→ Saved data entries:
## BEGIN
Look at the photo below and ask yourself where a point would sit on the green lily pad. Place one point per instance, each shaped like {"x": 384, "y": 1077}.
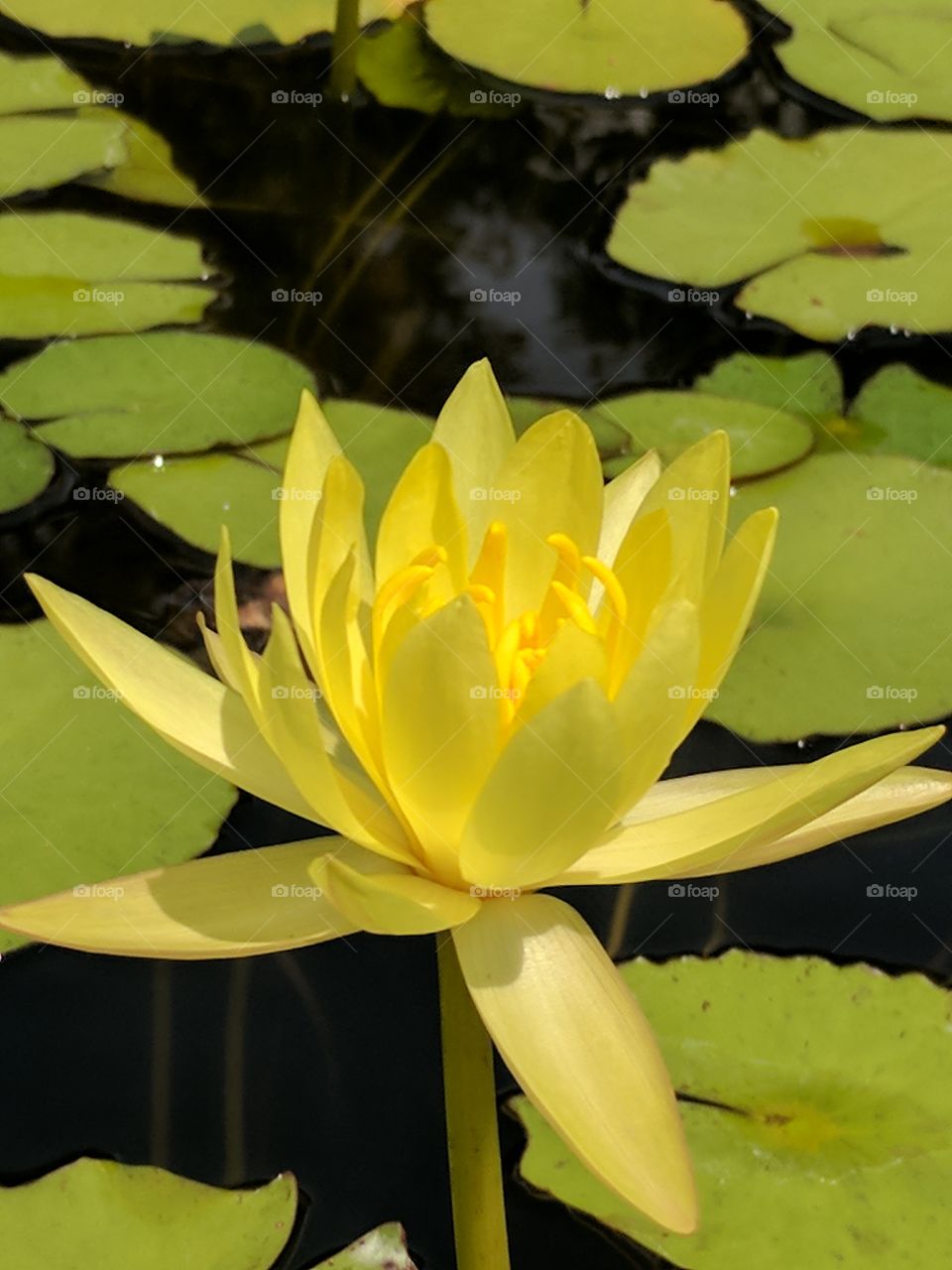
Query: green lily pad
{"x": 819, "y": 238}
{"x": 900, "y": 412}
{"x": 809, "y": 385}
{"x": 384, "y": 1248}
{"x": 885, "y": 62}
{"x": 611, "y": 48}
{"x": 763, "y": 439}
{"x": 193, "y": 497}
{"x": 63, "y": 273}
{"x": 164, "y": 393}
{"x": 852, "y": 626}
{"x": 75, "y": 760}
{"x": 403, "y": 67}
{"x": 823, "y": 1134}
{"x": 26, "y": 466}
{"x": 114, "y": 1216}
{"x": 216, "y": 22}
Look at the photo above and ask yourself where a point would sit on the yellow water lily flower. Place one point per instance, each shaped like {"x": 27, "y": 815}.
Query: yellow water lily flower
{"x": 480, "y": 705}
## END
Can you rewrite the data starting at the line containing "Look at the photo above" and ending at the last line, keeping every line but offsetting each answer coordinate by adding 121 to it? Leave all other numbers as they are.

→ OUTPUT OF THE EXERCISE:
Look at the photo above and ask yourself where a point would sit on the yellow water lily flower. Place one point per instance, each shaped like {"x": 27, "y": 815}.
Query: yellow water lily flower
{"x": 601, "y": 826}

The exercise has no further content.